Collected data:
= = = = =
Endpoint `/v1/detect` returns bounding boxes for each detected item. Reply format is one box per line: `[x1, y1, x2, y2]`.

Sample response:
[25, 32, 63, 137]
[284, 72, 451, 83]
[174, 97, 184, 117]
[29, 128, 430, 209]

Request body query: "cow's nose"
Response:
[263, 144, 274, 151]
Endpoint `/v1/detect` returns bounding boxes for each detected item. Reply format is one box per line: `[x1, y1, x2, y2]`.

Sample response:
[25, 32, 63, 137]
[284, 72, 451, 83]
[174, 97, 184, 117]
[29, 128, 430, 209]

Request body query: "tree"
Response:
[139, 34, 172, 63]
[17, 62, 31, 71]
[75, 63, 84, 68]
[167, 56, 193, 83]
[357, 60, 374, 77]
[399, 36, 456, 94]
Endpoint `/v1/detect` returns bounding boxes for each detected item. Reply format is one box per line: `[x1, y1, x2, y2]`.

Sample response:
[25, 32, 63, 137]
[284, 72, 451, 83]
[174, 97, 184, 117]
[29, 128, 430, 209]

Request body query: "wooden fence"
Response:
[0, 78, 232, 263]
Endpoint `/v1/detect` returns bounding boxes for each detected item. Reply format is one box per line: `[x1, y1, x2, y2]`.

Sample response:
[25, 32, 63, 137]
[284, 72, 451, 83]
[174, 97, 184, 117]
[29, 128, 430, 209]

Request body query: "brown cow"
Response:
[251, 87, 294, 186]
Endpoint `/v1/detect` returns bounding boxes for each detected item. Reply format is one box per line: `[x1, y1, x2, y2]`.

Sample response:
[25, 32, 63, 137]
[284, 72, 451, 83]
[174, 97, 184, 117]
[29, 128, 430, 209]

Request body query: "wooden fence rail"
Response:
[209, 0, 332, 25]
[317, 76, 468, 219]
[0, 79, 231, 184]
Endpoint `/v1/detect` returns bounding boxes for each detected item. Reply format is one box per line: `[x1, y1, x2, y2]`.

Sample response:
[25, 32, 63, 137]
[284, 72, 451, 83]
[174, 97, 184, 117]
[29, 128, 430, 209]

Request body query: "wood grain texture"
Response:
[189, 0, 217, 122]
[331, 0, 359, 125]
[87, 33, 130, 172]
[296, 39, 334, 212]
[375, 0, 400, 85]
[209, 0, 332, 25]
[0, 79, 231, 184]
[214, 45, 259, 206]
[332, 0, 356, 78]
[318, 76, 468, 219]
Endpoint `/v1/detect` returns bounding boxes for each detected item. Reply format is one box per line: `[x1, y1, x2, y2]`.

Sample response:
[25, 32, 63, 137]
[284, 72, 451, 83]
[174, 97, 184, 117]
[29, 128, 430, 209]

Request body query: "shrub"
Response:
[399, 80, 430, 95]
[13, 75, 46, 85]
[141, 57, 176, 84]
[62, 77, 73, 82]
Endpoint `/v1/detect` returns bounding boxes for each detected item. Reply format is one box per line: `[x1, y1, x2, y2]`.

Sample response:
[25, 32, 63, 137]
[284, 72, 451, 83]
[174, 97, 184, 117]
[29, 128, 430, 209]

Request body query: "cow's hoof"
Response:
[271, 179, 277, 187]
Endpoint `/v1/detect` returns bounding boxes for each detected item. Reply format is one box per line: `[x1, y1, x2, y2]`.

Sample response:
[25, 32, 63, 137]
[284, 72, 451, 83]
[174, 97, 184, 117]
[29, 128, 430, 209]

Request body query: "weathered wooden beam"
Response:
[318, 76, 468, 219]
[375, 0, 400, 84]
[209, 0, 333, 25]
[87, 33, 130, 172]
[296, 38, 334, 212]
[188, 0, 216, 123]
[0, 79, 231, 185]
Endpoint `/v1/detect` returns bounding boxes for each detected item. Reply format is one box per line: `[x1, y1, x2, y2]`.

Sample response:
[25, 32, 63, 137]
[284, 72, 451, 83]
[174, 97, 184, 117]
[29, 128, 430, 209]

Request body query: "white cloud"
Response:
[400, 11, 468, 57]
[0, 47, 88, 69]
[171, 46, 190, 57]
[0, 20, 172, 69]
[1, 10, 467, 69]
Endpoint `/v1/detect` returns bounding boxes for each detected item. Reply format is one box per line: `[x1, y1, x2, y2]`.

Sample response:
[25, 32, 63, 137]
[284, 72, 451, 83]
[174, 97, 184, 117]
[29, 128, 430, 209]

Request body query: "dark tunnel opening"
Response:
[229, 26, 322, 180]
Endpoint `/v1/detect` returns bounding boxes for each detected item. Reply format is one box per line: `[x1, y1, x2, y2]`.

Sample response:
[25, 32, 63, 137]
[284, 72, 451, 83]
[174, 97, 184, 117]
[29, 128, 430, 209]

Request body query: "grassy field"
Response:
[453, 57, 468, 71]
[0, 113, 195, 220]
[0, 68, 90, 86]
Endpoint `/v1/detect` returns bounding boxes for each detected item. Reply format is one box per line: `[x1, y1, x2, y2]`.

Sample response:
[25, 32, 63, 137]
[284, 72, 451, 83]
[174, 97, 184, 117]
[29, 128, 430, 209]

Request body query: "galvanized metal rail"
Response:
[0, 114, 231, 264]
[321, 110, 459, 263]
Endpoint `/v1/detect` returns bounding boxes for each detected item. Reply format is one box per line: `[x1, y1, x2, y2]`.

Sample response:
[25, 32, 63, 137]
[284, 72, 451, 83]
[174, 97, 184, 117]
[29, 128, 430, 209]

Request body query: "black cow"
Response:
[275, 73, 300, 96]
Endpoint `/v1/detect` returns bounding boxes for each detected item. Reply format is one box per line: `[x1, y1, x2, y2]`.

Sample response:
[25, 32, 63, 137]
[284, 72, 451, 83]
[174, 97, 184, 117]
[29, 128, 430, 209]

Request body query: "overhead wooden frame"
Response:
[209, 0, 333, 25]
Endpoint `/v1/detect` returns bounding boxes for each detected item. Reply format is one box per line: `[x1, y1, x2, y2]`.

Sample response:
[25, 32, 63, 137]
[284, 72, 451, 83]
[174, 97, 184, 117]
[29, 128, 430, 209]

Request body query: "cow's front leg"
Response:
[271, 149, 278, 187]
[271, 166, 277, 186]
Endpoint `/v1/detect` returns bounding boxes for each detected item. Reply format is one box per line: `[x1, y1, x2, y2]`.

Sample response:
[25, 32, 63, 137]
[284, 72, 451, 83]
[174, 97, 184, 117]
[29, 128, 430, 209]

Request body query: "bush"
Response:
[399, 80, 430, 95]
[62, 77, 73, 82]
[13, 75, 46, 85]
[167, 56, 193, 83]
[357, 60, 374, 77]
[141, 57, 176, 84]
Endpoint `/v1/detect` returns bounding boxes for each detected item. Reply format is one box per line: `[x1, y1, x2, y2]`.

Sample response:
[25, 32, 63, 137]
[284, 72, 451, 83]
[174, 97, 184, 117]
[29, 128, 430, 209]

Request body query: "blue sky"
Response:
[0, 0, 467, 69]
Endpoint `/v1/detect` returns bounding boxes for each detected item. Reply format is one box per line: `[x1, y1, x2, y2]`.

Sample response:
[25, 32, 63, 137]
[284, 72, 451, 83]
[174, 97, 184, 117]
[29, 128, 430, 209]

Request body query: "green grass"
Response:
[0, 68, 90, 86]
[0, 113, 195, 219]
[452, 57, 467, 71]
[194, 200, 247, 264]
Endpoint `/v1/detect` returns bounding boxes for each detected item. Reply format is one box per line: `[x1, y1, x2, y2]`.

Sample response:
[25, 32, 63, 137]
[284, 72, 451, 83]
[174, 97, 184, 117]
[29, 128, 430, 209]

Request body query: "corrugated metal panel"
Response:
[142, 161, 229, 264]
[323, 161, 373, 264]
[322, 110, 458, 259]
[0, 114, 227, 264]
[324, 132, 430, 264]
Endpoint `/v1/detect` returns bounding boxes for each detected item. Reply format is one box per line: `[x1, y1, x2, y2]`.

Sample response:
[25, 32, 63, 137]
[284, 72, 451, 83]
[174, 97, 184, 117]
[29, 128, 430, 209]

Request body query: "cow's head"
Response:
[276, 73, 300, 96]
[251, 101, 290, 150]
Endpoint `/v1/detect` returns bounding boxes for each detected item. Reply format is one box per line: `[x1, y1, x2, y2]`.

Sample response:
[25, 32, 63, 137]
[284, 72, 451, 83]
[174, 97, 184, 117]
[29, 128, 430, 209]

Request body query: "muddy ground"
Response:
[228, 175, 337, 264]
= = = = =
Select all lines with the word "fence" from the entries above.

Exercise result:
Request body query: "wooden fence"
Request body query: "wooden fence rail"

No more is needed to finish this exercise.